Exercise details | Copy out every line exactly as given.
^^^^^^^^
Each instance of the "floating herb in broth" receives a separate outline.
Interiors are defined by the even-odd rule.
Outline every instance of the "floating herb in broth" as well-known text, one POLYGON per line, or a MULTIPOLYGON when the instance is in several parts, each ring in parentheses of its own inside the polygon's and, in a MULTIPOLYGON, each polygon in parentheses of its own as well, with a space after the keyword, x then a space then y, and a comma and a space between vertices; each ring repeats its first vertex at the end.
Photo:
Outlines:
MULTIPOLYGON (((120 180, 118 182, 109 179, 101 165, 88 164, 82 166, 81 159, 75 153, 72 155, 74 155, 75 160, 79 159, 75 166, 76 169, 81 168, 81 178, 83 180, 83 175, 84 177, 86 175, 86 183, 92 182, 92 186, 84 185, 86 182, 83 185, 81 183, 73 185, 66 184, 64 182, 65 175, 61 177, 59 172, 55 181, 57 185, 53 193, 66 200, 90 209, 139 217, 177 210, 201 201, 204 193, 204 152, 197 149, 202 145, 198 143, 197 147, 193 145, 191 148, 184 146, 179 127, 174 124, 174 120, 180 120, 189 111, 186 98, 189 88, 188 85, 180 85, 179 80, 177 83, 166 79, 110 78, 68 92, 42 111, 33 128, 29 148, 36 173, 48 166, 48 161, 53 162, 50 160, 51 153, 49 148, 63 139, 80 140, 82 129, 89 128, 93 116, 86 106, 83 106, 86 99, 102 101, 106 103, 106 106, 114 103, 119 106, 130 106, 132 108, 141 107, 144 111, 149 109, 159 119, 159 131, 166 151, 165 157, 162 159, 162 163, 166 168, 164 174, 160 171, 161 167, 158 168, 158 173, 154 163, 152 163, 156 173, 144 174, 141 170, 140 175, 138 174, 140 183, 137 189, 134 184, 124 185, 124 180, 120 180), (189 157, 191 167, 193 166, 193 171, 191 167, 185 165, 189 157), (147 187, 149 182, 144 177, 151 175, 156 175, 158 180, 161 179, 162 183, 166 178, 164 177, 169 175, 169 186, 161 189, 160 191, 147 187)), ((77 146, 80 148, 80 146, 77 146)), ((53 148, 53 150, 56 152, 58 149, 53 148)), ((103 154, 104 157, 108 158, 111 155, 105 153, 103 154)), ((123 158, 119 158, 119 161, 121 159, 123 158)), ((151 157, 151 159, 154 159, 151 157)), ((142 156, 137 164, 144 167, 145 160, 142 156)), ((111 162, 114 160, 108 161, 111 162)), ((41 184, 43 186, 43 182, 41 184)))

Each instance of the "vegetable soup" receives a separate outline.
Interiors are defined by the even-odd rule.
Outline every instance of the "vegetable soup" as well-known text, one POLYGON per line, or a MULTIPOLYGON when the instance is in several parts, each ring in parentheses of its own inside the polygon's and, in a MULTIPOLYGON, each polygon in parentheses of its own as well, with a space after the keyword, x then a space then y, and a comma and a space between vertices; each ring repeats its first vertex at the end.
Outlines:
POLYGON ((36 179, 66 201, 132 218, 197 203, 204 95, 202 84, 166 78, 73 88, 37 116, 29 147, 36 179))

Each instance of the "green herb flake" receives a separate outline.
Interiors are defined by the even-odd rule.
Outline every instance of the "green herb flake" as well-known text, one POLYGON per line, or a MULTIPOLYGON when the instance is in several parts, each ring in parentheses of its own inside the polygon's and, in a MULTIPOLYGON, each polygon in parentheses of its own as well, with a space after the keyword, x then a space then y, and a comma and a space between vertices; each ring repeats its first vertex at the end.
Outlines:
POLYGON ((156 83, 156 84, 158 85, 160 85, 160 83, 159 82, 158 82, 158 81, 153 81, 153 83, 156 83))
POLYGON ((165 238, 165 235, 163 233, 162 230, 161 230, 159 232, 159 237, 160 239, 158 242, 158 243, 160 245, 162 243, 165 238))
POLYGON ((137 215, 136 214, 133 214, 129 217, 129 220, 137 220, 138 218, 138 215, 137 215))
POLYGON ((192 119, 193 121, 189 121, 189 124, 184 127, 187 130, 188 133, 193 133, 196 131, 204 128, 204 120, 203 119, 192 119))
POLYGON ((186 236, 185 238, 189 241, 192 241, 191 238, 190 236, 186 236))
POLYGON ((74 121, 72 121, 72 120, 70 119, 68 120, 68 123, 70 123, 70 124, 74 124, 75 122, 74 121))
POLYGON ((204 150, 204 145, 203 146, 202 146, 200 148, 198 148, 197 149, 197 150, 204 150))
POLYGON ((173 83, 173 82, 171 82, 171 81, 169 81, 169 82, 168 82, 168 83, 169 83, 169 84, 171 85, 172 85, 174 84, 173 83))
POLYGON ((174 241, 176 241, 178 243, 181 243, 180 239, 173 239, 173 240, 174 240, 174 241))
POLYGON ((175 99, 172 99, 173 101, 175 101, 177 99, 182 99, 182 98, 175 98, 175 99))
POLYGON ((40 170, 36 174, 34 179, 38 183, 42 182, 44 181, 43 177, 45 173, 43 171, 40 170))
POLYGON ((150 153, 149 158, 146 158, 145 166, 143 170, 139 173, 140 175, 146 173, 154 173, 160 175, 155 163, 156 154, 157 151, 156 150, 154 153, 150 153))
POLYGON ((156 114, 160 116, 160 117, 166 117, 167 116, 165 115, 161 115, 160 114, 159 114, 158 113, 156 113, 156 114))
^^^^^^^^
Worked answer |
Each instance of the "floating herb in broth" receives a separate outline.
Interiors are defined by the even-odd rule.
Outline every instance of the "floating herb in broth" as well-known text, one POLYGON per line, or a MULTIPOLYGON when the instance is in several parts, each ring in parentheses of its own inside the polygon's and, in a MULTIPOLYGON, each polygon in parentheses of its own as well, with a space after the keyword, x then a space then y, and a comma and a space between vertices; each ring repeats its first vertex at the end.
Photo:
Outlines:
MULTIPOLYGON (((120 180, 118 182, 109 179, 101 165, 88 164, 82 166, 81 159, 75 153, 72 155, 74 155, 75 160, 79 159, 75 166, 76 169, 81 168, 81 178, 83 180, 83 175, 84 177, 86 175, 86 183, 92 182, 92 186, 84 185, 86 182, 83 185, 81 183, 73 185, 66 184, 64 182, 65 175, 61 177, 59 172, 55 181, 57 185, 53 193, 66 200, 90 209, 139 217, 177 210, 201 201, 204 193, 204 152, 197 149, 202 145, 198 143, 197 147, 193 145, 191 148, 184 146, 179 127, 174 124, 174 120, 180 120, 189 111, 186 98, 189 88, 188 85, 180 85, 179 80, 177 83, 166 79, 110 78, 68 92, 42 111, 33 128, 29 148, 36 173, 48 166, 48 161, 53 162, 50 160, 51 153, 49 148, 63 139, 80 140, 82 129, 89 128, 93 116, 86 106, 83 106, 86 99, 102 101, 106 103, 106 106, 114 103, 119 106, 130 106, 132 108, 141 107, 144 111, 149 109, 159 119, 159 131, 166 151, 165 157, 162 159, 162 163, 166 168, 164 174, 160 171, 161 167, 158 168, 158 173, 154 163, 152 163, 156 173, 144 174, 141 170, 140 175, 138 174, 140 183, 137 189, 134 184, 124 185, 124 180, 120 180), (189 157, 191 167, 193 166, 193 171, 191 167, 185 165, 189 157), (147 187, 149 182, 144 177, 151 175, 156 175, 158 180, 161 179, 162 183, 166 178, 164 177, 169 175, 169 186, 161 189, 160 191, 147 187)), ((77 146, 80 148, 80 146, 77 146)), ((53 148, 53 150, 56 152, 58 149, 53 148)), ((103 154, 104 157, 108 158, 111 155, 105 153, 103 154)), ((123 158, 119 158, 119 161, 121 159, 123 158)), ((151 157, 151 159, 154 159, 151 157)), ((142 156, 137 164, 144 167, 145 160, 142 156)), ((111 162, 114 160, 108 161, 111 162)), ((41 184, 43 186, 43 182, 41 184)))

Each instance of the "vegetable soup" receives a separate outline.
Interiors are defined by the even-odd rule.
Outline every instance of the "vegetable soup" as well-known text, one POLYGON per line, or a MULTIPOLYGON when the instance is in several parts, each ring in parentheses of its own inside the polygon's and, in a MULTIPOLYGON, each polygon in parentheses of its own as well, with a space after the keyword, x then a space then y, and a comma and a space between vertices; each ring repeats its first vertex at the end.
Outlines:
POLYGON ((36 179, 66 201, 132 218, 197 203, 204 95, 202 84, 166 78, 73 88, 37 116, 29 147, 36 179))

Each instance of the "green herb flake" receives a separate outline.
Interiors are defined by the even-odd rule.
Outline every instance of the "green herb flake" as well-known text, one POLYGON per line, or a MULTIPOLYGON when the instance is in several parts, each ring in parentheses of its own inside the polygon's and, in a MULTIPOLYGON, each polygon in parentheses of its own as well, with a space after the keyword, x then a space then y, and a comma and a space between vertices; each ring repeats its first vertex at the end.
Outlines:
POLYGON ((156 83, 156 84, 158 85, 160 85, 160 83, 159 82, 158 82, 158 81, 153 81, 153 83, 156 83))
POLYGON ((165 238, 165 235, 163 233, 162 230, 161 230, 159 232, 159 237, 160 239, 158 242, 158 243, 160 245, 162 243, 165 238))
POLYGON ((137 215, 136 214, 133 214, 129 217, 129 220, 137 220, 138 218, 138 215, 137 215))
POLYGON ((192 119, 193 121, 189 121, 189 124, 184 127, 187 130, 188 133, 193 133, 196 131, 204 128, 204 120, 203 119, 192 119))
POLYGON ((186 236, 185 238, 189 241, 192 241, 191 238, 190 236, 186 236))
POLYGON ((74 121, 72 121, 72 120, 70 119, 68 120, 68 123, 70 123, 70 124, 74 124, 75 122, 74 121))
POLYGON ((204 150, 204 145, 203 146, 202 146, 200 148, 198 148, 197 149, 197 150, 204 150))
POLYGON ((173 83, 173 82, 171 82, 171 81, 169 81, 169 82, 168 82, 168 83, 169 83, 169 84, 171 85, 172 85, 174 84, 173 83))
POLYGON ((174 241, 176 241, 178 243, 181 243, 180 239, 173 239, 173 240, 174 240, 174 241))
POLYGON ((175 99, 172 99, 173 101, 175 101, 177 99, 182 99, 182 98, 175 98, 175 99))
POLYGON ((40 170, 36 174, 34 179, 38 183, 42 182, 44 181, 43 177, 45 173, 43 171, 40 170))
POLYGON ((150 153, 149 158, 146 158, 145 166, 143 170, 139 173, 140 175, 146 173, 154 173, 160 175, 155 163, 156 154, 157 151, 156 150, 154 153, 150 153))
POLYGON ((156 114, 160 116, 160 117, 166 117, 167 116, 165 115, 161 115, 160 114, 159 114, 158 113, 156 113, 156 114))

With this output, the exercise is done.